◆ PROVIDED PASSAGE ◆
>>>>>
Context Window — Local AI Glossary | CraftRigs

The context window is the total number of tokens a model can hold in attention at one time. Every token in your prompt, the model's previous responses, any system instructions, and all documents you've pasted in — all of it counts against this limit.

When you hit the context window limit, the model can no longer see earlier parts of the conversation. Depending on the software, it either truncates (drops the oldest tokens), throws an error, or wraps around.

Token Count Basics

Tokens aren't exactly words — they're chunks of text roughly 3–4 characters long on average. A useful rule of thumb:

1,000 words ≈ 750 tokens
A full page of text ≈ 500–600 tokens
A large codebase file ≈ 2,000–10,000 tokens

Common context window sizes:

4K tokens: About a short document or a few pages of code
32K tokens: A medium-length book chapter or large codebase file
128K tokens: About 100 pages of dense text
1M tokens: A full novel (mostly cloud models; rare locally)

Context Window vs VRAM

Larger context windows require more VRAM because the KV cache grows with context length. This is a hard constraint for local inference:

A 7B model with 4K context: fits on 8GB VRAM
Same model with 128K context: may need 16–20GB just for the KV cache
A 70B model with 128K context: requires enormous VRAM or CPU offloading

Most local rigs don't run models at their maximum theoretical context length. Practical context is limited by available VRAM after loading model weights.
<<<<<
◆ YOUR GOAL ◆
Carry on the glossary entry about context windows from its final sentence, in the same style.

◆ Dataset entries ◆
>>>>>
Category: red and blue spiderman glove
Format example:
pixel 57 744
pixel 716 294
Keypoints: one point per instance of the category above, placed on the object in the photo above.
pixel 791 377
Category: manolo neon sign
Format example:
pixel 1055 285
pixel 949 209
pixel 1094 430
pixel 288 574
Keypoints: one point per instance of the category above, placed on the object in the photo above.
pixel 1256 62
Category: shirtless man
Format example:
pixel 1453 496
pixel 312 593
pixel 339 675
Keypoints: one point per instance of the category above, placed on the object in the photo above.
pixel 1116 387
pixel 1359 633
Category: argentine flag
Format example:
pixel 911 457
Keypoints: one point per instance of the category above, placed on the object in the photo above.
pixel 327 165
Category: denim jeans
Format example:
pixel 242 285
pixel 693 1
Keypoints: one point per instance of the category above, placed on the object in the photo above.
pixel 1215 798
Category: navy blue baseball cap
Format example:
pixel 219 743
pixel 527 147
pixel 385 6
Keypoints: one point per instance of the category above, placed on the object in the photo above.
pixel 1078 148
<<<<<
>>>>>
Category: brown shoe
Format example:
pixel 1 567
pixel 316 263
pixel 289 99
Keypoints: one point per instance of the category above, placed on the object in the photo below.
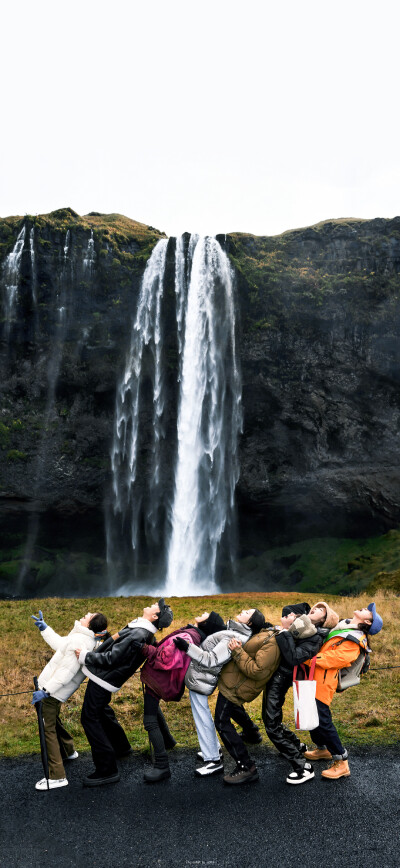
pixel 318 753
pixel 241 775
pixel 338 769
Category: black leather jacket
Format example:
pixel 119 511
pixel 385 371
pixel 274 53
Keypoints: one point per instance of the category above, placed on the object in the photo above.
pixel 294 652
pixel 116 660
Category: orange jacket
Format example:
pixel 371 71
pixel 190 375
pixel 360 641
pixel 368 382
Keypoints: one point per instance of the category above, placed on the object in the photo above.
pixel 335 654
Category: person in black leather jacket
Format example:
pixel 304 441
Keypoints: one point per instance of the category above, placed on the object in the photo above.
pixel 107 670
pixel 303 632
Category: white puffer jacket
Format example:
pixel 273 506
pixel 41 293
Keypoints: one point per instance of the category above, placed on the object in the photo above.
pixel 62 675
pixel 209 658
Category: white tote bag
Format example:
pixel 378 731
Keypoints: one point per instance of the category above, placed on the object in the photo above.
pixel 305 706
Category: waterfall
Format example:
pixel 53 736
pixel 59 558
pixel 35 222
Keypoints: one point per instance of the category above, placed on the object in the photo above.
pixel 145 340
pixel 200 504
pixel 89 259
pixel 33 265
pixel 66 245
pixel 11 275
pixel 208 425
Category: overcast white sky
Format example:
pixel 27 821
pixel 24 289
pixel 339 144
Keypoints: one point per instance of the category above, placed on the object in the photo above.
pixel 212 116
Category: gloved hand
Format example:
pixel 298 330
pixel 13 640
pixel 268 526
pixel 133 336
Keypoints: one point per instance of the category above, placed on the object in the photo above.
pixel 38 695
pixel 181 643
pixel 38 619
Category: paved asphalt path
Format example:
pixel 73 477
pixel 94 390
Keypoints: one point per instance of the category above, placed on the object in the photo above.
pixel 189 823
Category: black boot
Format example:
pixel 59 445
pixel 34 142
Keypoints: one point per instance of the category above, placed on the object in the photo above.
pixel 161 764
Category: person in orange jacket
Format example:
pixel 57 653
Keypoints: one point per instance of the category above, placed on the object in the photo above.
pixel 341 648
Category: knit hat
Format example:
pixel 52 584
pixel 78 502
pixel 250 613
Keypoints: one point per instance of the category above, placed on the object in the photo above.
<<<<<
◆ RESPONSE ◆
Advertised vs Practical Context

Model cards often list a maximum context window, but this is the architectural limit at full precision with unlimited VRAM. Locally, your effective context window depends on how much VRAM remains after the model is loaded. On a 24GB card running a Q4_K_M 13B model (~8GB weights), you have roughly 16GB left for KV cache — enough for 32–64K tokens at this model size, not the theoretical 128K maximum.

Why It Matters for Local AI

Context window directly affects what you can do with a local model. Short context limits you to simple Q&A. Long context enables document summarization, multi-file code review, and extended conversations. Matching context requirements to your hardware's VRAM ceiling is essential before buying or building a local LLM rig.